== Page ==

Cela n’est peut-être pas flagrant dans notre beau pays, mais le reste du monde sait depuis quelque temps que Rossini ne se borne pas à ses œuvres bouffes, et qu’il a même composé d’autres opéras sérias que Sémiramis et Tancrède. Festival de Pesaro aidant, des titres resté inouïs pendant tant de décennies retrouvent droit de cité, et l’on s’aperçoit qu’ils tiennent fort bien la route : si la postérité les a négligés, c’est tout simplement parce qu’il lui arrive de se tromper.
Ainsi de Sigismondo : créé à Venise en 1814, cet opéra fut un échec, notamment à cause d’un livret complexe, reposant sur les hallucinations du personnage principal. Il aura fallu attendre les représentations de 2010 à Pesaro pour redorer le blason d’une œuvre qu’aucune des tentatives présentes n’étaient parvenues à véritablement ranimer. La première recréation moderne, menée par Richard Bonynge à Rovigo en 1992, ne semble pas avoir laissé un souvenir impérissable, pas plus que le concert donné à Bad Wildbad en 1995. Après Pesaro, Bad Wildbad a remis le couvert en 2016, avec moins de bonheur. Et Munich y est allé de son Sigismondo, non pas scénique mais en concert, ce qui nous vaut la présente intégrale publiée par le label BR Klassik. Malgré l’excellence du DVD publié suite aux représentations pésaraises, il y a largement place pour de nouvelles versions discographiques, car on ne se bouscule pas au portillon. Que Sigismondo revienne et frappe encore, nous en serons ravis, car l’œuvre est loin d’être négligeable : le simple fait que Rossini y ait puisé à maintes reprises pour plusieurs opéras postérieurs (l’auditeur le moins averti devrait pouvoir reconnaître plusieurs passages familiers grâce au Barbier de Séville) indique assez qu’il était content de son travail, et il avait des raisons de l’être. On entend notamment dans cet opéra des duos de toute beauté, écrits pour le personnage éponyme (contralto en travesti) et son épouse (soprano) : déjà, la superposition et l’entrelacement des deux voix féminines inspire particulièrement Rossini, et ces moments de pure volupté acoustique annoncent la sublime réussite de Semiramide quelques années plus tard.

===
== Données enregistrées ==

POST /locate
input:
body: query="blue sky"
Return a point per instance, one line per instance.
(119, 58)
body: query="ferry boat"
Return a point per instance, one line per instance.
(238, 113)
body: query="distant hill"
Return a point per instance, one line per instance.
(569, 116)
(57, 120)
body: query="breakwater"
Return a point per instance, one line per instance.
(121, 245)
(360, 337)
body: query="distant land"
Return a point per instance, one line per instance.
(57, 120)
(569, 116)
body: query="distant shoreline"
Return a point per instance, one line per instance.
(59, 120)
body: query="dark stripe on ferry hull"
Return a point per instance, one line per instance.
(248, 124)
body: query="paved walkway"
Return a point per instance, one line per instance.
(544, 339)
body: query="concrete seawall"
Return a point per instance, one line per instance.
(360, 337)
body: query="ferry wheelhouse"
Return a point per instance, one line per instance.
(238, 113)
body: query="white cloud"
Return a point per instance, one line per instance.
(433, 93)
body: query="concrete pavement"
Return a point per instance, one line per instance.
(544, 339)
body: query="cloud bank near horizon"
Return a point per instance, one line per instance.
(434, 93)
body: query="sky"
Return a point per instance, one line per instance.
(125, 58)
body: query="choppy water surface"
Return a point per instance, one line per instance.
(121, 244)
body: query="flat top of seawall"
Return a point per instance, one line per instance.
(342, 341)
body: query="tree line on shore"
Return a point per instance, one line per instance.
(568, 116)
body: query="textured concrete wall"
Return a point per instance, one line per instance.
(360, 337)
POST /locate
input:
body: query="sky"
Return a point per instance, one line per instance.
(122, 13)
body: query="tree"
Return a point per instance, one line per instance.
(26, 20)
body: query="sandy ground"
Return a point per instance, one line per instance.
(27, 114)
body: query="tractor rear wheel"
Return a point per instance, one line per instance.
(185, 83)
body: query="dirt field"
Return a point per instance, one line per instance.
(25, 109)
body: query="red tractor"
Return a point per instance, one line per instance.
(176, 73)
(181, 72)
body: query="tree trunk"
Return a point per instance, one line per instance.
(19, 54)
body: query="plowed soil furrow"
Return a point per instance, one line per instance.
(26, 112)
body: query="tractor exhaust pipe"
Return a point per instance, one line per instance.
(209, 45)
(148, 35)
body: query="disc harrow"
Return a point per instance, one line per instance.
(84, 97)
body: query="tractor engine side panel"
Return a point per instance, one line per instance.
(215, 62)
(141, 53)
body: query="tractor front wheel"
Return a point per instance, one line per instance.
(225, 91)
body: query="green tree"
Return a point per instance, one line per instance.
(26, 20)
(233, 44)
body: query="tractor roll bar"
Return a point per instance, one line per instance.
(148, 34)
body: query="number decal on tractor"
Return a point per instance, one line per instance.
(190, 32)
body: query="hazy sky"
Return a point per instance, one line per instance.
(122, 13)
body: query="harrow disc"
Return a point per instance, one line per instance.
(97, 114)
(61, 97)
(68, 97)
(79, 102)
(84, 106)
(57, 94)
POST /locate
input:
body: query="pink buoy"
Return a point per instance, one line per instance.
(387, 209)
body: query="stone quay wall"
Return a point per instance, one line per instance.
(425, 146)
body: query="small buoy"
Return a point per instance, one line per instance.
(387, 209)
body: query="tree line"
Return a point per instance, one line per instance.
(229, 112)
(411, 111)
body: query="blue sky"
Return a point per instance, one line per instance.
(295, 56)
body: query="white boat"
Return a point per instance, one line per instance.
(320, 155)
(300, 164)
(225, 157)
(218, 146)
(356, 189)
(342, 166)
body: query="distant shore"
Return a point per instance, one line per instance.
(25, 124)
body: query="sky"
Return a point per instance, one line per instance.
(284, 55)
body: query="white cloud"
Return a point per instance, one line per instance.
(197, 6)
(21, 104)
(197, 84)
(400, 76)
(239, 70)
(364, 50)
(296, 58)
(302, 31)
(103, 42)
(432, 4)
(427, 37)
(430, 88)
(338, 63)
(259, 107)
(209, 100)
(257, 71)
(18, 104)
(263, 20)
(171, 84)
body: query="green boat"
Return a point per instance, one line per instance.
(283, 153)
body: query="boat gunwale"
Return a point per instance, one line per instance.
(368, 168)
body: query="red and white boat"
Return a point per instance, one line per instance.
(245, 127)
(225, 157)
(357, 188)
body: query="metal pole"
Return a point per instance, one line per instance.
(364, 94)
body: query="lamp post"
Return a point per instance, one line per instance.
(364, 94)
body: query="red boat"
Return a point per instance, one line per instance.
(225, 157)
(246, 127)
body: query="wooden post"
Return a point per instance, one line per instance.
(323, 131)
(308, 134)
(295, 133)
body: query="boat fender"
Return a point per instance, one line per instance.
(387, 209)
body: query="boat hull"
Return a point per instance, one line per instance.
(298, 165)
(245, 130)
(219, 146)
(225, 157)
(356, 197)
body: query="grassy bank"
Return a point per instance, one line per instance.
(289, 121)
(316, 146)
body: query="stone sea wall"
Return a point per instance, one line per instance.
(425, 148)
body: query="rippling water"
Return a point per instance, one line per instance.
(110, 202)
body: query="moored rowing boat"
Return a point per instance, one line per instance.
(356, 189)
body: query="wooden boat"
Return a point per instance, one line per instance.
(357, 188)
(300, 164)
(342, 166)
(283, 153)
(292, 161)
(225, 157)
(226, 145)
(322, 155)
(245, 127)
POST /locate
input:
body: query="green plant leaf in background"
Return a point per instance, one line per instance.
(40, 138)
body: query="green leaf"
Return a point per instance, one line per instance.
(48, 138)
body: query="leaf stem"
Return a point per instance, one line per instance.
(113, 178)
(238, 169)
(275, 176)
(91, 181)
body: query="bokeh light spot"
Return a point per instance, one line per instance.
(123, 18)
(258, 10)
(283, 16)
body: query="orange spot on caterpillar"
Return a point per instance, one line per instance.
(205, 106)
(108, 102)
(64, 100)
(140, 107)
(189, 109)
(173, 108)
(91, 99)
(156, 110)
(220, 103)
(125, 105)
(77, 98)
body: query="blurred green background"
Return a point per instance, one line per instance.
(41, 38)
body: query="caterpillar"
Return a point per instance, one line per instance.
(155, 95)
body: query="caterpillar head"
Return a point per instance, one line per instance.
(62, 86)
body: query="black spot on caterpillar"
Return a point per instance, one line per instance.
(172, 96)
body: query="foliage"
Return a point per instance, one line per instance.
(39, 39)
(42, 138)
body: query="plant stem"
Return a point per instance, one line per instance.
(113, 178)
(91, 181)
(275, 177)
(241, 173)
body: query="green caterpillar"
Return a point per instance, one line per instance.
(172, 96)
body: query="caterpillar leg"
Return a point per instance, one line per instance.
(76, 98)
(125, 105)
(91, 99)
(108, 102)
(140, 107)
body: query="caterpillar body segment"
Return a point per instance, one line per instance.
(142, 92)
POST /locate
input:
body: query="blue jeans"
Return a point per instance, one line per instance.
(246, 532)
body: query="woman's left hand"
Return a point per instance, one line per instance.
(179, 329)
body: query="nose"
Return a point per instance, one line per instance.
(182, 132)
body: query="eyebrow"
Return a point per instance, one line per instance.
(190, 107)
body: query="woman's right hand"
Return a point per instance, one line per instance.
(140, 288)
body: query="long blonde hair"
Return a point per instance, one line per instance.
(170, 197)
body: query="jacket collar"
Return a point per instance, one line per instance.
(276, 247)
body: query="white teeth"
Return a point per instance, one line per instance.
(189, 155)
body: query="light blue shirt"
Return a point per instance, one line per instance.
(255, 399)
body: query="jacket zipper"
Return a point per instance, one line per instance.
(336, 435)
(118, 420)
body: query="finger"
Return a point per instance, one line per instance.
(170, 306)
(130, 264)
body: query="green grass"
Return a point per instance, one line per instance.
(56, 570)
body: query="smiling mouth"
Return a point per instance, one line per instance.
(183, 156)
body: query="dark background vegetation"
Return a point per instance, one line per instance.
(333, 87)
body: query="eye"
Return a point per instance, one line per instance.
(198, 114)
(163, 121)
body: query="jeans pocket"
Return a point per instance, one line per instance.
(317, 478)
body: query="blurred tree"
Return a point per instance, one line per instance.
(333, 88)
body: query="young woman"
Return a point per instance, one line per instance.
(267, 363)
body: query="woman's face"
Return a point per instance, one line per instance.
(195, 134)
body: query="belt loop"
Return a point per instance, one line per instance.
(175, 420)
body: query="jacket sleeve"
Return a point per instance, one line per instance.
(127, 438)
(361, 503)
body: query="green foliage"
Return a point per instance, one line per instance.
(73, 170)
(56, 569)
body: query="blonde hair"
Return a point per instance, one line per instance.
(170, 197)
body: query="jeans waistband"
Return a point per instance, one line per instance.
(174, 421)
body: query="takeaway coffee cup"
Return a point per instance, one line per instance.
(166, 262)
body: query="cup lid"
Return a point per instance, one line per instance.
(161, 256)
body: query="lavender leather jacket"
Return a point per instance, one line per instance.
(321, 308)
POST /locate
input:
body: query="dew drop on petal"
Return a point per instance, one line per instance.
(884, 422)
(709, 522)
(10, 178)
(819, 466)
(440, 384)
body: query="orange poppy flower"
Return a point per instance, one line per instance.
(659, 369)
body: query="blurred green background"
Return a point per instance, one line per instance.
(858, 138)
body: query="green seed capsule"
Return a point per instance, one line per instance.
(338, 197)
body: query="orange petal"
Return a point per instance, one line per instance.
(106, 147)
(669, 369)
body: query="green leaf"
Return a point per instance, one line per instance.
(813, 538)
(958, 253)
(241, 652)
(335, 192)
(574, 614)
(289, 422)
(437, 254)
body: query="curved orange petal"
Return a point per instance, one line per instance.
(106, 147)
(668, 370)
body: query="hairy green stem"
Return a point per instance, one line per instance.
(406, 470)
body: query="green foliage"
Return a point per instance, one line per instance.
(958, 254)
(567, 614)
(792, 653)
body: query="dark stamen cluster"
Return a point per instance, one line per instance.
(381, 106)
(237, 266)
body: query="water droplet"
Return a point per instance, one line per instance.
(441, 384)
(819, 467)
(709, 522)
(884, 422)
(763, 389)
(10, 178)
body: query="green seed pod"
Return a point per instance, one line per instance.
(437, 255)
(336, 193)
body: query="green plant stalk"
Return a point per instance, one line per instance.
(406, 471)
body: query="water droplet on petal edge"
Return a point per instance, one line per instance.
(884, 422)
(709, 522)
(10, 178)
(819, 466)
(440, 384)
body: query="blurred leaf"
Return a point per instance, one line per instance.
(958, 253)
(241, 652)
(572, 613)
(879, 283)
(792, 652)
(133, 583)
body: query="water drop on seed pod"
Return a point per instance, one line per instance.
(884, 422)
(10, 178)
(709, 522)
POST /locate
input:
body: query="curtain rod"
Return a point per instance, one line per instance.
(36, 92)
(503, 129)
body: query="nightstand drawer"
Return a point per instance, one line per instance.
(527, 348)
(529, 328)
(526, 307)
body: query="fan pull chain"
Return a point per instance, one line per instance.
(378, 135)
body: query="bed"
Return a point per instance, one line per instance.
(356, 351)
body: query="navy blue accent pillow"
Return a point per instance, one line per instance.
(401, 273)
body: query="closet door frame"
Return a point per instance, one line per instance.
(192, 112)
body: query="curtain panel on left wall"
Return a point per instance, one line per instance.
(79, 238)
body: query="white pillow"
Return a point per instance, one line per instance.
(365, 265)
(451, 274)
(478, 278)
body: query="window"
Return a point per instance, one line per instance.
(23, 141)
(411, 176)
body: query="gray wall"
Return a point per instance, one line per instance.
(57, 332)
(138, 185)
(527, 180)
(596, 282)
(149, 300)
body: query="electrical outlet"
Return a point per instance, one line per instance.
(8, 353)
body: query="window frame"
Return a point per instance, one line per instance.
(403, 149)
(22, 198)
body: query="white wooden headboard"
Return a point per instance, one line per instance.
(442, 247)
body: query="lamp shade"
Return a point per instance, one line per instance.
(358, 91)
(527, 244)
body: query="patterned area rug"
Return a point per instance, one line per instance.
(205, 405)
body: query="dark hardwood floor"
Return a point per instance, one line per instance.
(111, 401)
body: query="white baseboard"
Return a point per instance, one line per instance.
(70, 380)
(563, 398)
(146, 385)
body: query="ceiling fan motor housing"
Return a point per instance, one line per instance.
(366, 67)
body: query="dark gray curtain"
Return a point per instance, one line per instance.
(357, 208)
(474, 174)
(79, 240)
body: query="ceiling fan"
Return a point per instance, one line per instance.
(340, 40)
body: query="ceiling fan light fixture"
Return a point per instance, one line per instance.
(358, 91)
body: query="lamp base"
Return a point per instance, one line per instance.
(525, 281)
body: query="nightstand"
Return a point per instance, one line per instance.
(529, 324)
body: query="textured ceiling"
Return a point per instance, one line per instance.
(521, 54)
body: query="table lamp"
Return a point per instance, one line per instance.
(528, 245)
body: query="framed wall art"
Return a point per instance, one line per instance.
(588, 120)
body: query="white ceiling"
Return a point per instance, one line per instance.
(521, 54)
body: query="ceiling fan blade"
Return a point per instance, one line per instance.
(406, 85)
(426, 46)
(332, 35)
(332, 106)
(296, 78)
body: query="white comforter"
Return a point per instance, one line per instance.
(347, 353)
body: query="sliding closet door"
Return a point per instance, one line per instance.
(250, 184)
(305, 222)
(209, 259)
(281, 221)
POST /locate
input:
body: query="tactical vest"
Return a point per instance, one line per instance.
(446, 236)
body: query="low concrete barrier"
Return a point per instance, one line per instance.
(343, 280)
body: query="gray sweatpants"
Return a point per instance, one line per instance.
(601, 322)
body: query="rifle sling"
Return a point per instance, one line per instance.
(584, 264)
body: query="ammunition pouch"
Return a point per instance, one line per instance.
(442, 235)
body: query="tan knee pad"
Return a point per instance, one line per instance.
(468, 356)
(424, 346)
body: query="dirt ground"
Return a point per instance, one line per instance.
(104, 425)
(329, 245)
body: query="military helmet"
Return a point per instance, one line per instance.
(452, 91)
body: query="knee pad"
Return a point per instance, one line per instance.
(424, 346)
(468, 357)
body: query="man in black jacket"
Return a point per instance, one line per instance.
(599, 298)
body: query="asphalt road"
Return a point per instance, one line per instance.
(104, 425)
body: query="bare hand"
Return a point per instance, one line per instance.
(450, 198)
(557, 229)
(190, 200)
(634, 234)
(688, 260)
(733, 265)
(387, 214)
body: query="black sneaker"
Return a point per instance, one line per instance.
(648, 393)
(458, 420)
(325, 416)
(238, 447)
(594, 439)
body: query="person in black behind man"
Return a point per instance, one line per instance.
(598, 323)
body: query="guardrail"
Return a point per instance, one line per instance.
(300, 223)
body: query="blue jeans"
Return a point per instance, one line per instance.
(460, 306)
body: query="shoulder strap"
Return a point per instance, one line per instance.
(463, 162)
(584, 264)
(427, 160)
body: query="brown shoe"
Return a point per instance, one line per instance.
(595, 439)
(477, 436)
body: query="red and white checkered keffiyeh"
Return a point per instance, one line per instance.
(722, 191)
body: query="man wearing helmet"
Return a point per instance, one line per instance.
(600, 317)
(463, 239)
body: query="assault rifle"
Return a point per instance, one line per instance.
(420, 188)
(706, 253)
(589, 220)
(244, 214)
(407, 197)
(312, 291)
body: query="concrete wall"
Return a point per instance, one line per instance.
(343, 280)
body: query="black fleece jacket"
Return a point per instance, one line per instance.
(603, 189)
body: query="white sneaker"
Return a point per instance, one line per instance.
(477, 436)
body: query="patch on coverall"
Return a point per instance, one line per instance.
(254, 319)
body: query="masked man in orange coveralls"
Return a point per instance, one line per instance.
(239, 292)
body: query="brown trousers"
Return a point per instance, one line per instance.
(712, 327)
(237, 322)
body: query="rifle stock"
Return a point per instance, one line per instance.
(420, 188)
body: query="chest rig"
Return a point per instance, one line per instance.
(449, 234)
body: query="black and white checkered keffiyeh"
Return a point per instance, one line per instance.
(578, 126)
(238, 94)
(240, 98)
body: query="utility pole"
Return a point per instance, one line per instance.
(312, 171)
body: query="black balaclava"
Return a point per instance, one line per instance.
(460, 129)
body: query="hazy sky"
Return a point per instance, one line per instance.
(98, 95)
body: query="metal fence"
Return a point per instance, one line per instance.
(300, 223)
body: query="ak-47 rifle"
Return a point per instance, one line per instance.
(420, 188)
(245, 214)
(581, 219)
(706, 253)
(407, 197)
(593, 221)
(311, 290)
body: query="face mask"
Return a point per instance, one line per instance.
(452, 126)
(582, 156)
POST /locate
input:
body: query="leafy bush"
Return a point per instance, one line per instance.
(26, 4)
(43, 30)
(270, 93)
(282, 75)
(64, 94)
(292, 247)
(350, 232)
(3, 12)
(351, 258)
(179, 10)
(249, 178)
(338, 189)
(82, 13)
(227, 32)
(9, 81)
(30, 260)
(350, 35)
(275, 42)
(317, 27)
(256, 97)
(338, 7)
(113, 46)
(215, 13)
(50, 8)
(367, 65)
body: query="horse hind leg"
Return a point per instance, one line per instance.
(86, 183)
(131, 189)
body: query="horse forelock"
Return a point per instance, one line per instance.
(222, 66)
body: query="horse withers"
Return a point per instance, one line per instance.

===

*Consigne:*
Pourriez-vous reprendre la critique consacrée au Sigismondo de Rossini à partir de sa dernière phrase ?

*Corrigé:*
Quels sont donc les atouts que présente la nouvelle venue ? D’abord, une chef. Ce n’est pas si courant, mais cela ne suffirait pas à la mettre en avant, même si c’est apparemment l’argument choisi, puisque la couverture du disque est à son effigie. Régulièrement invitée à l’Opéra de Munich ou de Vienne, venue à Paris plusieurs fois pour des concerts dans la série « Les Grandes Voix », Keri-Lynn Wilson n’a jusqu’ici guère convaincu nos collègues, qui semblaient ne pas avoir de mots assez durs pour qualifier sa direction d’orchestre. Pour un Rossini quasi inconnu, les points de comparaison sont moins immédiats, et le travail réalisé à la tête du Münchner Rundfunkorcheester n’a rien d’infamant, bien au contraire, d’autant que le compositeur s’est autorisé quelques superbes expériences en matière d’instrumentation. Le résultat est efficace et ces deux heures trente de musique s’écoutent avec plaisir, ce que l’on attribuera bien entendu aussi et surtout à la qualité de l’équipe vocale réunie.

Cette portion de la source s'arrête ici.